La réception de ce formidable don de Dieu aux hommes implique deux démarches : l’action de grâce pour cet échange avec Dieu par son Fils et le don de nous-mêmes en contre-don. Cette exigence n’est autre que celle de saint Paul aux Romains qui les invite – et nous aussi – à « vous offrir vous-même en sacrifice vivant, saint et agréable à Dieu : ce sera là votre culte spirituel » (Rm 12,1). Ce sacrifice spirituel doit interpeller particulièrement une personne consacrée : qu’apporte-t-elle avec les offrandes présentées à la messe ? Et comment ce don d’elle-même débouche-t-il sur la vie quotidienne toute donnée à Dieu, depuis le jour de sa profession au cours d’une célébration eucharistique ? « Proclamer la mort du Seigneur ‘jusqu’à ce qu’il vienne’ (1 Co 11, 26) implique, pour ceux qui participent à l’Eucharistie, l’engagement de transformer la vie, pour qu’elle devienne, d’une certaine façon, totalement ‘eucharistique’. Ce sont précisément ce fruit de transfiguration de l’existence et l’engagement à transformer le monde selon l’Évangile qui font resplendir la dimension eschatologique de la Célébration eucharistique et de toute la vie chrétienne : ‘Viens, Seigneur Jésus’ (Ap 22, 20) » (EE, n° 20). Faire mémoire de Jésus, comme il nous y invite à la Cène, est une actualisation du dynamisme de la Résurrection dans nos vies, bien au-delà des célébrations. Dans l’injonction de Jésus, « faites cela », le « cela » ne renvoie pas simplement à la célébration rituelle mais à l’ensemble du don fait par Jésus. L’Évangile de Jean rappelle opportunément, à la place du récit de la Cène, le « faites cela » du lavement des pieds. Dans un point de vue suggestif s’appuyant sur une constante tradition de l’Église, Jean Rigal demande aux chrétiens d’ouvrir les trois Tables, celles de la Parole, de l’Eucharistie mais également celle de la Fraternité [5]. Le sacrement du Frère constitue le critère d’une vraie réception de l’eucharistie. Ces éléments de fond ont été mis en relation avec les textes liturgiques des deux célébrations de la session que les participants étaient invités à vivre autrement.

---

- [Consigne] Dans le texte sur l'Eucharistie, quelles sont les trois Tables que Jean Rigal demande aux chrétiens d'ouvrir ?

- [Extrait des données]
---

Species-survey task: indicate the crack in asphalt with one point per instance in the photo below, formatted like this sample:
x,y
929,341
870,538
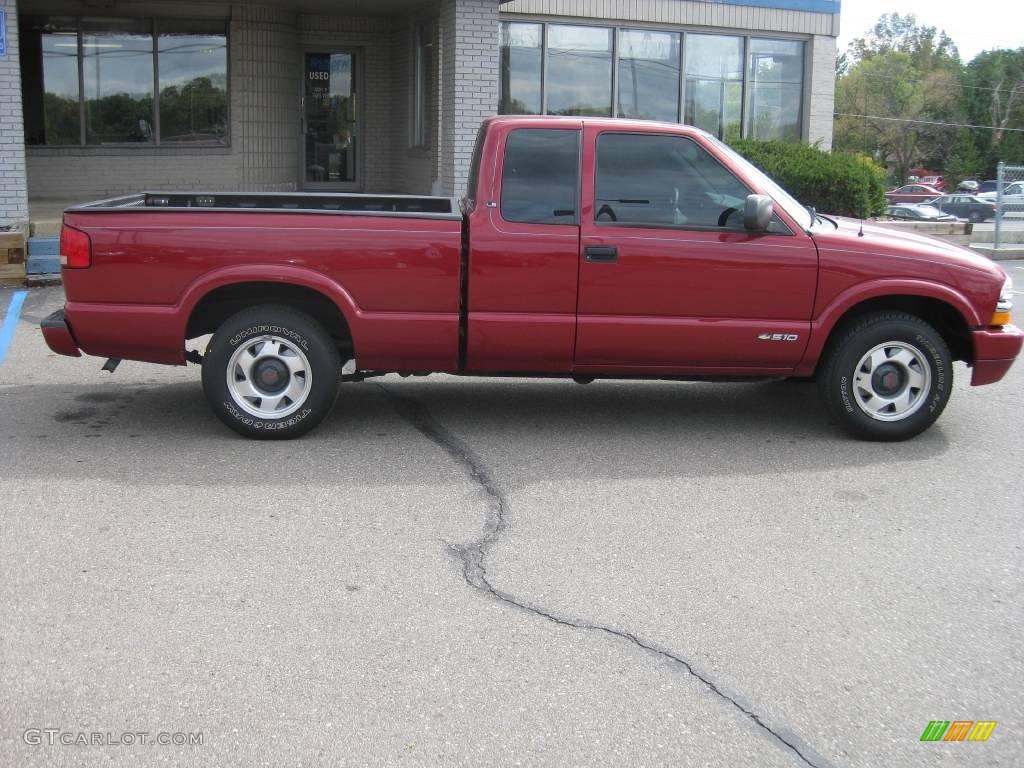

---

- [Réponse complète] Celles de la Parole, de l'Eucharistie et de la Fraternité.